What you have to do — The answer is the data repeated in full, with no pictures included.
Start of Material provided
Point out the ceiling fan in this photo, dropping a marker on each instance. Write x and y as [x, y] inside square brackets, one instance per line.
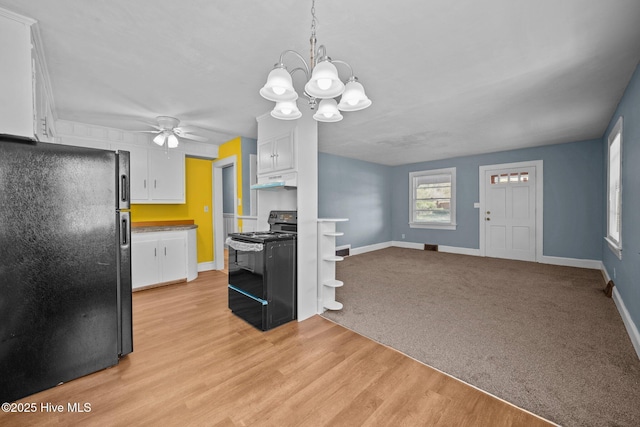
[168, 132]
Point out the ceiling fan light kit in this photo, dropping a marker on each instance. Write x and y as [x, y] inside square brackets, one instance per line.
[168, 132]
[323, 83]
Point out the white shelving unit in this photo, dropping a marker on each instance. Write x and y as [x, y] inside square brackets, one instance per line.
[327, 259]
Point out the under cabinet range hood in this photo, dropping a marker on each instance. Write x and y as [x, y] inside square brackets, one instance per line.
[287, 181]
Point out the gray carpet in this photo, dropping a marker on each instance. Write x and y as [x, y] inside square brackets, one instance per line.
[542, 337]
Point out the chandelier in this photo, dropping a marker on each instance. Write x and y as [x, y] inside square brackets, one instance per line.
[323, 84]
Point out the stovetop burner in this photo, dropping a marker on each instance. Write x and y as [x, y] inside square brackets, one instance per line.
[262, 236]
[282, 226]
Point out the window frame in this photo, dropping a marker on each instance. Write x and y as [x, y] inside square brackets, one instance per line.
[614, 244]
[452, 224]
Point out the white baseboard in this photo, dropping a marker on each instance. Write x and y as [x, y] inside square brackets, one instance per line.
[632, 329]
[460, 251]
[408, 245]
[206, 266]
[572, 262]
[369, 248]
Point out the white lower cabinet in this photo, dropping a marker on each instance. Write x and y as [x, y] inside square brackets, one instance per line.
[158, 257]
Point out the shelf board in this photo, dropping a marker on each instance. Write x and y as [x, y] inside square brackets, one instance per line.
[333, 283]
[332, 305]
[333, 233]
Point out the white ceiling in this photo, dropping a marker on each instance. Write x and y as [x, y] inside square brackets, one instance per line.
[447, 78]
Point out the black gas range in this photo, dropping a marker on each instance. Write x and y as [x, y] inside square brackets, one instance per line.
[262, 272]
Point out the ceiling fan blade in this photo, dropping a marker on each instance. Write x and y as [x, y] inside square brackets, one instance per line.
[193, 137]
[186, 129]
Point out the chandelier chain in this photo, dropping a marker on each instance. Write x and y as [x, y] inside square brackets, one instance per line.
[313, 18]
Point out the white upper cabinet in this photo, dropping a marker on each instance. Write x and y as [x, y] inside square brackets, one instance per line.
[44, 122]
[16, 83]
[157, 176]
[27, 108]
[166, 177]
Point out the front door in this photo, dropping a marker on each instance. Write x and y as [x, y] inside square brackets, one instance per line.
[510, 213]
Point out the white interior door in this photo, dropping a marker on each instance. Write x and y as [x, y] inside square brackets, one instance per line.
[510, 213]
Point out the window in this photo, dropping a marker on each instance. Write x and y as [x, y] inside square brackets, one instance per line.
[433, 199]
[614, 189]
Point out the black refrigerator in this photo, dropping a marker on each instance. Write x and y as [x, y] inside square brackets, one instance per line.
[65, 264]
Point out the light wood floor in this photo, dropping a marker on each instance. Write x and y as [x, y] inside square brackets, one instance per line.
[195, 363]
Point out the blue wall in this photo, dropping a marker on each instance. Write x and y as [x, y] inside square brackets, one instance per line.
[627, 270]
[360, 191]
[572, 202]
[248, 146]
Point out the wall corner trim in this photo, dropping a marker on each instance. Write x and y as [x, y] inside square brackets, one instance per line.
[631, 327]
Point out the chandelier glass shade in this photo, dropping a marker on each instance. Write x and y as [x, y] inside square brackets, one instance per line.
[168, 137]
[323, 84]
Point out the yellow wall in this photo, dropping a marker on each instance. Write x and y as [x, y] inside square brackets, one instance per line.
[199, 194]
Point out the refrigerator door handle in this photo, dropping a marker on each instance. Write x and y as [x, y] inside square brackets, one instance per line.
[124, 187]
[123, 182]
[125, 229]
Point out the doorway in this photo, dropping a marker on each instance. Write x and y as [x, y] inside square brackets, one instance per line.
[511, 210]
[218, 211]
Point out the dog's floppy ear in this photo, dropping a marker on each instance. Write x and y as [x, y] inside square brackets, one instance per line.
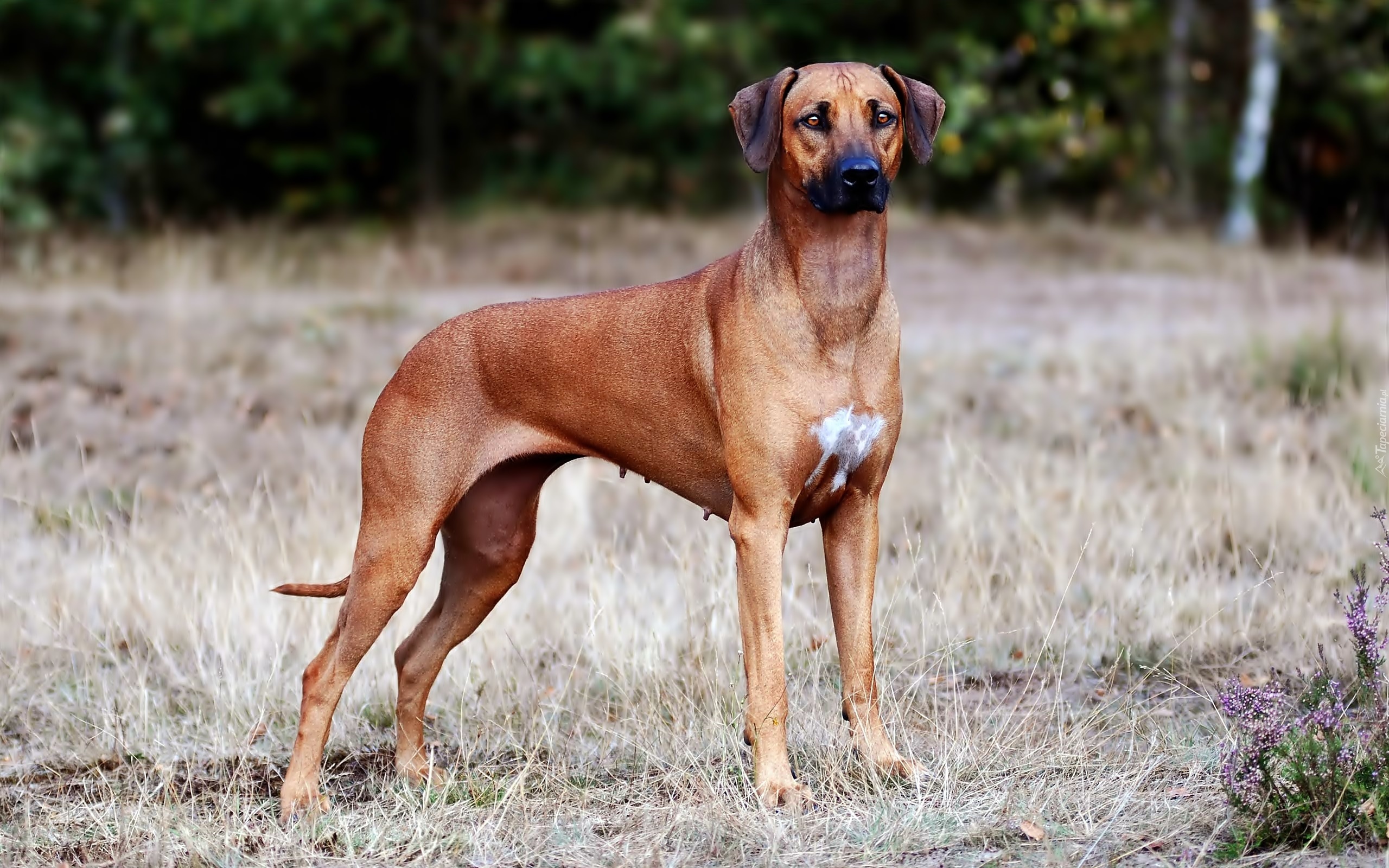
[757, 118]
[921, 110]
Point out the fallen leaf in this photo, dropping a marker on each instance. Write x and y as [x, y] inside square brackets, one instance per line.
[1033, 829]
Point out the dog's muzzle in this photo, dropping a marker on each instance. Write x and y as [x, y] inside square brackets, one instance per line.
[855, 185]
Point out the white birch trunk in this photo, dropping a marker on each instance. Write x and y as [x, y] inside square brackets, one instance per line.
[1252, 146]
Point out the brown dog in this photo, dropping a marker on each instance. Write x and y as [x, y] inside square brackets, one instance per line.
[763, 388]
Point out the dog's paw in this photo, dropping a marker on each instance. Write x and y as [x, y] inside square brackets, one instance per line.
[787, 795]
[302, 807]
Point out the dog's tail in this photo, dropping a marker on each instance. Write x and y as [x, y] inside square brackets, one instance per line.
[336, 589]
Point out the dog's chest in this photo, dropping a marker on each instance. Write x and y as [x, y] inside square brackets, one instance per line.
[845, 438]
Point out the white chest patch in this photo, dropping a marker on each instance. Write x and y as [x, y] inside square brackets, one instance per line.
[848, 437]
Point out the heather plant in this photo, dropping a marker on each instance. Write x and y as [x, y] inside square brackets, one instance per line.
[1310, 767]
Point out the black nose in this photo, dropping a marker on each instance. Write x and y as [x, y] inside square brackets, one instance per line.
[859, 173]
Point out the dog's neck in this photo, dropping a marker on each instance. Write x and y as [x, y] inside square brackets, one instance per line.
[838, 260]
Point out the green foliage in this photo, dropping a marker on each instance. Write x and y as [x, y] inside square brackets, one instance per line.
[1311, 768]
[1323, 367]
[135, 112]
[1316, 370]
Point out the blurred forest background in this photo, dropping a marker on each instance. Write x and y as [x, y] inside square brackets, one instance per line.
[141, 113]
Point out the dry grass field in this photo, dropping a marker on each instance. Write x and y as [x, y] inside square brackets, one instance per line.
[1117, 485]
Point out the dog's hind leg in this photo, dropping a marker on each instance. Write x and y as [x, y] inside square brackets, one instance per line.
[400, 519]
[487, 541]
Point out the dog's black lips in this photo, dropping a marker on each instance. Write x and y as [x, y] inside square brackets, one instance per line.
End of Material provided
Task result —
Point out the ceiling fan in this photo, dropping a marker on each instance. Write x and y as [x, y] inside square brackets, one instance per line.
[168, 132]
Point out the ceiling fan light kit in this photo, dropping a marker on each instance. Write x and y as [x, y] inside square brackets, one instance per line.
[168, 132]
[323, 83]
Point out the white shelving unit in this photo, dropping a marker on each instance. Write x and y as [x, y] inside square brackets, one instance per line.
[327, 259]
Point out the under cabinet range hood in this photo, dropping a marker on each instance. Write x and y as [x, y] inside square brackets, one instance per line.
[287, 181]
Point out the gray carpet in this photo, dropping a marker on each instance. Write x and y as [x, y] inside square brackets, one instance per line.
[542, 337]
Point out the chandelier in this photo, dropping a marker on each instance. Write x and y as [x, y] inside square brackets, one instance per line.
[323, 84]
Point out the stovetop burner in this photo, dropping a marker on each instance. Write x and y as [x, y] inside square brackets, one instance per line.
[262, 236]
[282, 226]
Point out the window frame in this photo, dropping a marker on each instance. Write x and y as [x, y] inside square brackets, one instance per line.
[614, 244]
[452, 224]
Point out the white baseboard in this photo, dropping a marker on each instance. Write x and y as [x, y] inside square brackets, one instance per line.
[632, 329]
[460, 251]
[408, 245]
[206, 266]
[572, 262]
[369, 248]
Point out the white lower cabinet in this photo, dropping a marker on each instance. Write x and y as [x, y] inside square brackets, one instance per line.
[158, 257]
Point out the shelf board in this photo, dropping a marker on each instance. Write x and y as [x, y] inside square brackets, one instance per line.
[333, 283]
[332, 305]
[333, 233]
Point out the white ceiling in this photo, dropping a marker on each instance. Write x and y as [x, y] inside square brackets, one instance per line.
[447, 78]
Point out the black gas range in this photo, dropping a marker on each instance. Write x and y as [x, y] inside square brackets, one instance per line.
[262, 272]
Point out the ceiling fan blade in this photo, dropping a marker on each instance. Write x and y as [x, y] inside square brackets, one instance per line.
[193, 137]
[186, 129]
Point out the chandelier chain in this photo, dropping a marker on each instance. Write x and y as [x, y] inside square brackets, one instance per line.
[313, 18]
Point out the white upper cabinet in this photo, dropping a marker on each instance. Write x and y as [x, y] inside square brackets, one instance per line.
[44, 122]
[16, 83]
[157, 176]
[27, 108]
[166, 177]
Point out the front door in this photo, dropping a marker on each instance. Write x and y as [x, y] inside square brackets, one instance per line.
[510, 213]
Point out the white interior door in this photo, dropping a marker on each instance. Write x and y as [x, y] inside square brackets, one instance per line.
[510, 213]
Point out the window in this photo, dropping a marker on each instance. Write x and y as [x, y] inside square brackets, one instance per line.
[433, 199]
[614, 189]
Point out the black refrigerator in this photo, dropping a marker on each instance. Write x and y as [x, y] inside square brackets, one instance per line.
[65, 264]
Point out the light wood floor in this photo, dropping a marker on each instance. Write x and y as [x, y] inside square brackets, one instance per line.
[195, 363]
Point out the blue wall in this photo, dropping a marker on each instance. Write x and y as [x, y] inside square brackets, one instance per line.
[627, 270]
[360, 191]
[572, 202]
[248, 146]
Point out the wall corner trim in this photo, dropping a marker on each instance. Write x and y as [x, y] inside square brackets, one instance per line.
[631, 327]
Point out the chandelier glass shade in this photo, dropping a marker on each instance. Write x and y as [x, y] inside square brackets, one instance per line.
[168, 137]
[323, 84]
Point out the yellow wall in this photo, dropping a marker on each instance. Write x and y as [x, y] inside square brackets, one instance per line.
[199, 194]
Point out the refrigerator door handle in this photo, dropping a marker on each instance. Write x and y as [x, y] inside square brackets, one instance per line.
[124, 187]
[123, 182]
[125, 229]
Point out the doorway in this photo, dropping a marker on each instance. Write x and y as [x, y] inside square brackets, one instance per line.
[511, 210]
[218, 211]
Point out the dog's floppy ear in this photo, dropping a marker on each instance. Write x and y as [x, y] inside square brackets, one instance per line.
[757, 118]
[921, 110]
Point out the fallen leaf in this photo, dropping a marker on each instance. Write x and y as [x, y] inside square brackets, one instance per line.
[1033, 829]
Point out the dog's muzzle in this photo, dropping a marker on each instance. Write x and y as [x, y] inside square brackets, one instance per line.
[855, 185]
Point out the white birch trunk in this photo, dropping a marker on each instance. Write x and y as [x, y] inside square brackets, one instance per line.
[1252, 146]
Point out the brown dog in this photo, dropping a marker on each instance. Write x and y as [x, y] inside square brackets, one instance per line.
[763, 388]
Point out the dog's paw in this photo, dropping a marker on each instance. Write x and y as [x, y] inside square brackets, one instance per line.
[787, 795]
[302, 807]
Point out the dog's tail in this photo, dropping a marker on each instance. Write x and y as [x, y] inside square brackets, one instance per line.
[336, 589]
Point out the dog's chest in this photo, dropping a marker on each instance. Write x and y as [x, y] inside square brackets, one instance per line.
[845, 438]
Point out the white chest patch in this photo, dropping a marker on each instance. Write x and y as [x, y] inside square brackets, one instance per line.
[848, 437]
Point out the heather plant in this photo, dropping a marker on each instance. Write x and y as [x, y] inside square brackets, one instance per line.
[1310, 767]
Point out the black nose in this photo, dropping a marker on each instance. Write x and y as [x, y] inside square brackets, one instance per line.
[859, 173]
Point out the dog's neck in this photo, dropping a marker on each instance. Write x and y as [x, y] inside square brackets, one instance per line.
[838, 260]
Point out the green foliage in this photo, dropping a marker on each instance. Write x and y as [x, y] inside square brackets, one instance per line.
[1311, 768]
[1323, 367]
[135, 112]
[1316, 370]
Point out the blurred forest background in this photo, dropping a marker on each instance. Write x and y as [x, y] inside square brackets, one instance per line.
[141, 113]
Point out the dry grass field in this photo, dropping a marker on each instance. Write x and y as [x, y] inside square brackets, one instance per line.
[1117, 485]
Point out the dog's hind leg in this photo, dropping a marker on each instance. Write x and y as [x, y] inside square brackets, one instance per line.
[400, 519]
[487, 541]
Point out the dog's black lips in this photo, dropping a marker on each instance. Write x and y as [x, y] inside square brackets, one instance per line.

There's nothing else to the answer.